Provided passage =

Masterpiece of a Misfit–II Burton’s Word Paintings

Richard burton

This is the second of three reviews of Sir Richard Francis Burton’s masterful travelogue of his journey in 1853 to Mecca and Medina, disguised as a faithful pilgrim.

Discover why Burton is an iconoclast in Misfit I

Burton brings the pilgrimage to life in Misfit III

Sir Richard Francis Burton’s A Secret Pilgrimage to Mecca and Medina was published in 1856. Photography had yet to begin its rife presence in travel literature. In its stead, authors “word – painted.” Burton’s brush strokes are wonderfully entertaining verbal pictures that bring to life the cavalcade of pilgrims advancing toward Mecca. The best one is a triumphant 389-word dazzler. It has 18 dependent clauses. All serve to illustrate the phrase’s underlying proposition: no combination of words can portray 7,000 souls journeying to their sacred place of prayer.

Set exercise 1 =
According to the Burton review, why did authors of that time "word – paint"?
Set exercise 2 =
Reproduce the Burton review starting at the words "Richard burton" and ending after "place of prayer.", but switch "pilgrims" to "travelers".
The records that come next have no connection to the Burton review.

[Items from a data source]
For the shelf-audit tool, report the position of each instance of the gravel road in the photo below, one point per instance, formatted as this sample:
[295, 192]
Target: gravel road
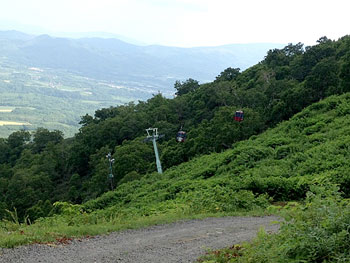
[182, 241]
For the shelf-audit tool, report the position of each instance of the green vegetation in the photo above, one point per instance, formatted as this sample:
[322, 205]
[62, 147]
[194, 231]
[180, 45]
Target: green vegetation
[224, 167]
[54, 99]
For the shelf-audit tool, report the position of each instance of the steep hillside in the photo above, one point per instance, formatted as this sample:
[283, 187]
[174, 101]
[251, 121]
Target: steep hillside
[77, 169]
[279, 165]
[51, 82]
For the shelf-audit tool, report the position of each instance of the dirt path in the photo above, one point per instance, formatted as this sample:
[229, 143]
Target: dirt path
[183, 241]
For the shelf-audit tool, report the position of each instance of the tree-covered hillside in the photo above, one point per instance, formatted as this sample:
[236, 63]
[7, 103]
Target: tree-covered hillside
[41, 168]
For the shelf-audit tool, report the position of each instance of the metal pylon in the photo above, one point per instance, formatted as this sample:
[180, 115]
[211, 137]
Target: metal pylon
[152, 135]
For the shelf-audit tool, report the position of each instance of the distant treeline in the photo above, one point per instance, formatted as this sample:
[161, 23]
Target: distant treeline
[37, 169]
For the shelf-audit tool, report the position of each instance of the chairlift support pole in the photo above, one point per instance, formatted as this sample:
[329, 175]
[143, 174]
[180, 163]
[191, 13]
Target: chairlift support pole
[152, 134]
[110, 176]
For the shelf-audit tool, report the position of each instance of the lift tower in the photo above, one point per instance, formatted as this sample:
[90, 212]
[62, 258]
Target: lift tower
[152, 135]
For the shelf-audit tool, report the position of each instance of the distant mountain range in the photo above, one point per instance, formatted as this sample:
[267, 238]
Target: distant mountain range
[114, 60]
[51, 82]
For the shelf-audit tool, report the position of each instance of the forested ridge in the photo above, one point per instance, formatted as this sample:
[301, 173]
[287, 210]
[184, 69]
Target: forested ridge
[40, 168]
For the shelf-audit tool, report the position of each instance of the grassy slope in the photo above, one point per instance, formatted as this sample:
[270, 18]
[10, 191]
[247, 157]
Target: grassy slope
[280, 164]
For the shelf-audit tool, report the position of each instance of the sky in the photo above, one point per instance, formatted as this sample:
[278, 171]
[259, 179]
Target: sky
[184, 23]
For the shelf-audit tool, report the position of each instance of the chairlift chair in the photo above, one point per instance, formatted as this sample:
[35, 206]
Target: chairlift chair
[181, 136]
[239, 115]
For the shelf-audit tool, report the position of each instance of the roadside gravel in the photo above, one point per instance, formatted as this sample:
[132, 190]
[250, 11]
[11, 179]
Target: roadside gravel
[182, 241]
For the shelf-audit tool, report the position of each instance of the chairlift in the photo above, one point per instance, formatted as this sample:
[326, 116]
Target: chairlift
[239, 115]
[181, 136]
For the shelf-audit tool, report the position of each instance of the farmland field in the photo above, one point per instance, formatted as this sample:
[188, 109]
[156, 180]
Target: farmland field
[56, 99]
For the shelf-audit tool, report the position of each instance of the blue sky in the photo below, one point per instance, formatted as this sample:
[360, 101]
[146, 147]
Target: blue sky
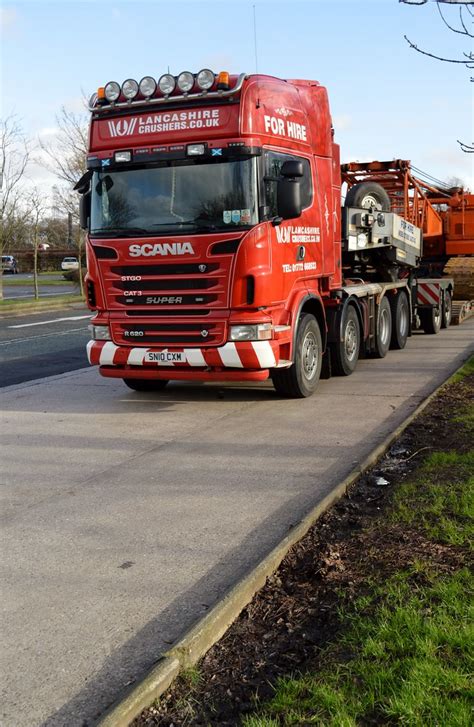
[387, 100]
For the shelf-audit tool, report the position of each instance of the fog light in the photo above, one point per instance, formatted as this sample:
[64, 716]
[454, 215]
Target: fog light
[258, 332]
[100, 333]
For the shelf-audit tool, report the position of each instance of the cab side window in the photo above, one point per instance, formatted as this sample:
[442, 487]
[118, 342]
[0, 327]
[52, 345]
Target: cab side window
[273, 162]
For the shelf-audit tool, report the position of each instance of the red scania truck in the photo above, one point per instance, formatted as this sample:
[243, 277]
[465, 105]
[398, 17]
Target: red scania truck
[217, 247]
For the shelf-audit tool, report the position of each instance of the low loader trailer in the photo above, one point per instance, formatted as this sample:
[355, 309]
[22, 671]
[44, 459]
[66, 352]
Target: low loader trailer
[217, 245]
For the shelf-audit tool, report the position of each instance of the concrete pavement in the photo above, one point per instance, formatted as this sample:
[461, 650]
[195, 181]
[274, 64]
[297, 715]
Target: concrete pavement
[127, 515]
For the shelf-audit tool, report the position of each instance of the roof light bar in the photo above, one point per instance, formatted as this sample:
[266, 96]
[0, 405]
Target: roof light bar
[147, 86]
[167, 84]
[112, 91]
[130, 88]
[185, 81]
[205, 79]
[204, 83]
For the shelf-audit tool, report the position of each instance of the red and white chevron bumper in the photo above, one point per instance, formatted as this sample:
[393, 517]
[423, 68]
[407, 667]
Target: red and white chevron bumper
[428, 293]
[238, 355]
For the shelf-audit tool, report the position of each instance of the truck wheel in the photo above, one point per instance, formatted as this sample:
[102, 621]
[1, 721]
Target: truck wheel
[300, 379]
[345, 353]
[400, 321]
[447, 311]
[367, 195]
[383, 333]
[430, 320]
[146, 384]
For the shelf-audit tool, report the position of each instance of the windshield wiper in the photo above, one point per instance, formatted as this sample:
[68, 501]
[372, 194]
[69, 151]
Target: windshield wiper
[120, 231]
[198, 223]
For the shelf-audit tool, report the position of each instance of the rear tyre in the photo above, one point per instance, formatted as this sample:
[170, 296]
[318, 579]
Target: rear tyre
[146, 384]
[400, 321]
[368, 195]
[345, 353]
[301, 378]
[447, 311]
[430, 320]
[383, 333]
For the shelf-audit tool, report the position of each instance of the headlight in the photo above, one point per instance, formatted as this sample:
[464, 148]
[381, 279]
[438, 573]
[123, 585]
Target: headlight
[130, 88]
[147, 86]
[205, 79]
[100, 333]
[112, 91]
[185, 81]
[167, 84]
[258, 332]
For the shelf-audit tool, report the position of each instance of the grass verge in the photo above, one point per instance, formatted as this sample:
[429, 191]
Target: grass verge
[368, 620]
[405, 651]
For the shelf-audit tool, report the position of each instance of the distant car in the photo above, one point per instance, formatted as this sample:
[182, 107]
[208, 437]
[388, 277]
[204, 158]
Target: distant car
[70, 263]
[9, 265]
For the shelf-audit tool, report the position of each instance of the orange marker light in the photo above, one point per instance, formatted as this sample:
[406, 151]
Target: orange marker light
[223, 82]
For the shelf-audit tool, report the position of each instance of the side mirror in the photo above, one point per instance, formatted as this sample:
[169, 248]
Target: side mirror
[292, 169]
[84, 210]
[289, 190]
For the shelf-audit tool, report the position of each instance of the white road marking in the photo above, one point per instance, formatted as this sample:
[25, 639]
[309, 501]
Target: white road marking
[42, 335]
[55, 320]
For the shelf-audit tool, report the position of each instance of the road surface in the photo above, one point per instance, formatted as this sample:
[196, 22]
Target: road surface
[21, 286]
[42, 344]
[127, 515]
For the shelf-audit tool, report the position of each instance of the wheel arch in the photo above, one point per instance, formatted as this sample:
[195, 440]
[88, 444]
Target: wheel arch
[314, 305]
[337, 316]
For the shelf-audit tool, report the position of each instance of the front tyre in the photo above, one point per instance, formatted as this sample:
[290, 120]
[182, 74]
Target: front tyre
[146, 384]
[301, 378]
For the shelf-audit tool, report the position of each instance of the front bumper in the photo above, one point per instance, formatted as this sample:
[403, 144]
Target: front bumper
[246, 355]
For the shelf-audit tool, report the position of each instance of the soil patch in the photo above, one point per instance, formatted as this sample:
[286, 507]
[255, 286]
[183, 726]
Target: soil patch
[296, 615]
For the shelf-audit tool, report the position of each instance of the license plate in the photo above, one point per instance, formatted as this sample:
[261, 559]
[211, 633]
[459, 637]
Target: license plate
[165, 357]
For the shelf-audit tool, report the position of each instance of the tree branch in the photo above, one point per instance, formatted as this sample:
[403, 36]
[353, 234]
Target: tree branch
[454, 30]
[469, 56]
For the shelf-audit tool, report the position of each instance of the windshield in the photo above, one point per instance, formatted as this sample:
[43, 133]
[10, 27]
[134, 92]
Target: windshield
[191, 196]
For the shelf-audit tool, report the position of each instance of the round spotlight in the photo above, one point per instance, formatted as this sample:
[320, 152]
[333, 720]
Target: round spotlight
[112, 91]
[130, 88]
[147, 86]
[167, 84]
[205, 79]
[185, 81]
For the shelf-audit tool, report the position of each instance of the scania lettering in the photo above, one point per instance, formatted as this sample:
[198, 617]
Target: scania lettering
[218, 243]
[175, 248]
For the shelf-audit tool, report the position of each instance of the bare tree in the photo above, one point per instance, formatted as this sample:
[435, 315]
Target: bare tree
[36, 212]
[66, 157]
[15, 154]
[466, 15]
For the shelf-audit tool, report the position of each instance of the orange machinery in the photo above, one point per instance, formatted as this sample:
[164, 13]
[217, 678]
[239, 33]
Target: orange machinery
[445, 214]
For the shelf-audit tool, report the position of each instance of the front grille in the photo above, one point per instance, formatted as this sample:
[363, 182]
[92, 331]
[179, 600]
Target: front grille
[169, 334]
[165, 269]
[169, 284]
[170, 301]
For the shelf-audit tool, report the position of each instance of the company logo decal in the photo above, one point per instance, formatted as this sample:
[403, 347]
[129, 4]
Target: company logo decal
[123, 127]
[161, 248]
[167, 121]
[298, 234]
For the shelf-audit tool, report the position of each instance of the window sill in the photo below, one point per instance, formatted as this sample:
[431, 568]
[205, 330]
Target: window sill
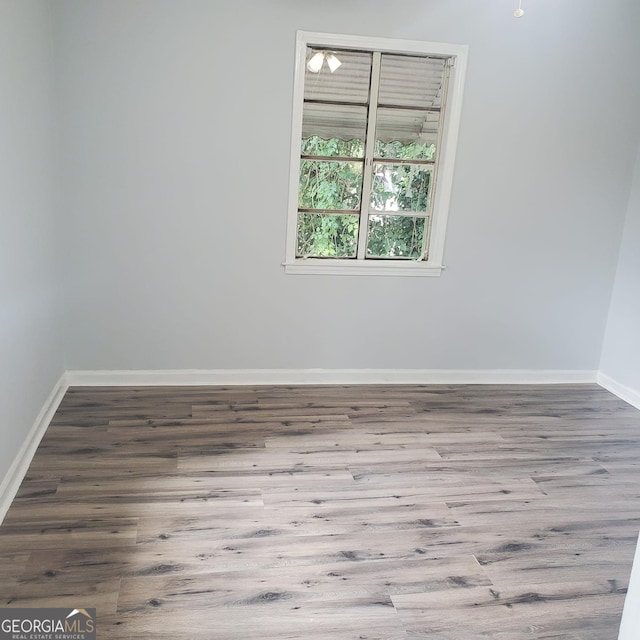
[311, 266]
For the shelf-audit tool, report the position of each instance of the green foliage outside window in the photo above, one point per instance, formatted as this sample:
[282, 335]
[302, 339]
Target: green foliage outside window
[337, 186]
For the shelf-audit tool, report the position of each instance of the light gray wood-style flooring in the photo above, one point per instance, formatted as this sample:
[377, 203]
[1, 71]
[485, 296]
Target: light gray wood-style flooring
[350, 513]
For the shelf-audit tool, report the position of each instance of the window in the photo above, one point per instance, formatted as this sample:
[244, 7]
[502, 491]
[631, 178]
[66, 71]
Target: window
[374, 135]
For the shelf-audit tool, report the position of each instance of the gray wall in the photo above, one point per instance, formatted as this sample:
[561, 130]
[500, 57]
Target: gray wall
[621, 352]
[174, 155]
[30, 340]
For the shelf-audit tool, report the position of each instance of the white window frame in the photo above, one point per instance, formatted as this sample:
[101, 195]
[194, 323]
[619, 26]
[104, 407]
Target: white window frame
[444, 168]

--

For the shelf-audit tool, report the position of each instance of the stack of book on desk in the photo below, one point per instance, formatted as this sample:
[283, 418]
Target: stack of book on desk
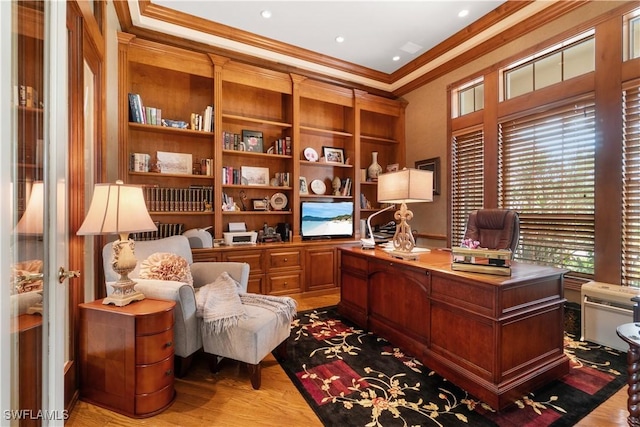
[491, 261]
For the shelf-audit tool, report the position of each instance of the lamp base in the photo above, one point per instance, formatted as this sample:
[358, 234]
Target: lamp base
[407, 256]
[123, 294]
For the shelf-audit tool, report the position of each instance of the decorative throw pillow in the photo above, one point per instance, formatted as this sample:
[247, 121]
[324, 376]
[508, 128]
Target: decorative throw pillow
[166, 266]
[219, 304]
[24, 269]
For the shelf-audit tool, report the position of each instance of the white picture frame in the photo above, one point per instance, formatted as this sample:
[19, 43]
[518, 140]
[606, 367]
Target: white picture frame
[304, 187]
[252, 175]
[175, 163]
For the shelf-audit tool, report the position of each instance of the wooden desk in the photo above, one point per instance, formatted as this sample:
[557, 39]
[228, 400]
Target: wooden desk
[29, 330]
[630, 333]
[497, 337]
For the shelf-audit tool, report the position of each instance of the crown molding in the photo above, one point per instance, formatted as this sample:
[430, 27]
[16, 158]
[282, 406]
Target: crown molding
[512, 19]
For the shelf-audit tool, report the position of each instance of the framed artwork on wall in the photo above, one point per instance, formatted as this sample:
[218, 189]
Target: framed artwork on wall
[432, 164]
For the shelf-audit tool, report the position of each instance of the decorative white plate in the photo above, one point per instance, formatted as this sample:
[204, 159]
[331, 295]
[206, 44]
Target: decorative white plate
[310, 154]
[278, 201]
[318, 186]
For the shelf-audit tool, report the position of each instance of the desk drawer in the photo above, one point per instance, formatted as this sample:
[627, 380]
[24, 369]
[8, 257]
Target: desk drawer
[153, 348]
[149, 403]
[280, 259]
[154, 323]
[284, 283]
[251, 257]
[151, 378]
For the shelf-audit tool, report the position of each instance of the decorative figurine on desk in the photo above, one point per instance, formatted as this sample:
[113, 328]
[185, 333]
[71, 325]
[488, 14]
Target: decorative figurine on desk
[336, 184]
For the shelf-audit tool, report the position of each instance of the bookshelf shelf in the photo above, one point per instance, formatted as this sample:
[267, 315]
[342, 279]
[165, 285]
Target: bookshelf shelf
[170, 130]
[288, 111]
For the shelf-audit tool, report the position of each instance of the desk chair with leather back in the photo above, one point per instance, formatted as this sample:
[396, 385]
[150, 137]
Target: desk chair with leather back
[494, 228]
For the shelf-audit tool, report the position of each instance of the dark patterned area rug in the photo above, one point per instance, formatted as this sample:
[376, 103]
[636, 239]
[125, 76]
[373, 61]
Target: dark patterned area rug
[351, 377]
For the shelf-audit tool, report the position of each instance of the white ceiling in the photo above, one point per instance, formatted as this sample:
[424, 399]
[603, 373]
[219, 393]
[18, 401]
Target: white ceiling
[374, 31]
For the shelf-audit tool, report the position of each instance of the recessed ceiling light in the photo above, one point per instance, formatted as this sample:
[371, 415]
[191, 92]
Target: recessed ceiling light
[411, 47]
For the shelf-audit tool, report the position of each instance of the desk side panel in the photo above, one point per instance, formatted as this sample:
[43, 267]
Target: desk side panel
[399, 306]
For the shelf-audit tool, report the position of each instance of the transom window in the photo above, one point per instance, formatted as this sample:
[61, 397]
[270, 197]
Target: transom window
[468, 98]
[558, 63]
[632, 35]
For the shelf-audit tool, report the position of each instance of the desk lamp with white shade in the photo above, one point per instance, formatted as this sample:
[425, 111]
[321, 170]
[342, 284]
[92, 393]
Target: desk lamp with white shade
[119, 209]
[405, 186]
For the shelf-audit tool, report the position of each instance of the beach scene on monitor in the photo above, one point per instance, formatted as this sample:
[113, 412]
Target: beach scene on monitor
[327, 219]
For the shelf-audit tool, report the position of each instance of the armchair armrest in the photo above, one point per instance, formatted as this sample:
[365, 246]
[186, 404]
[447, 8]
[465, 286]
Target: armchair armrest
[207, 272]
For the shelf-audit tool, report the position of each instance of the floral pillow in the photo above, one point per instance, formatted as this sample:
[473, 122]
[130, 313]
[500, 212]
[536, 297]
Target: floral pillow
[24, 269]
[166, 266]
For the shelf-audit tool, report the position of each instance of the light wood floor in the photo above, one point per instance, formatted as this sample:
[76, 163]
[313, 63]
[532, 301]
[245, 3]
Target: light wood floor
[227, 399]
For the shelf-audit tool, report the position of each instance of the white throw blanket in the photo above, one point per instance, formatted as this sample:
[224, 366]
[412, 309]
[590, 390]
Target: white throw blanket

Exercise result 1 =
Burton's A Secret Pilgrimage to Mecca and Medina came out in 1856, when photography had not yet become widespread in travel literature. Authors painted pictures with words in its place.

Exercise result 2 =
Richard burton

This is the second of three reviews of Sir Richard Francis Burton’s masterful travelogue of his journey in 1853 to Mecca and Medina, disguised as a faithful pilgrim.

Discover why Burton is an iconoclast in Misfit I

Burton brings the pilgrimage to life in Misfit III

Sir Richard Francis Burton’s A Secret Pilgrimage to Mecca and Medina was published in 1856. Photography had yet to begin its rife presence in travel literature. In its stead, authors “word – painted.” Burton’s brush strokes are wonderfully entertaining verbal pictures that bring to life the cavalcade of travelers advancing toward Mecca. The best one is a triumphant 389-word dazzler. It has 18 dependent clauses. All serve to illustrate the phrase’s underlying proposition: no combination of words can portray 7,000 souls journeying to their sacred place of prayer.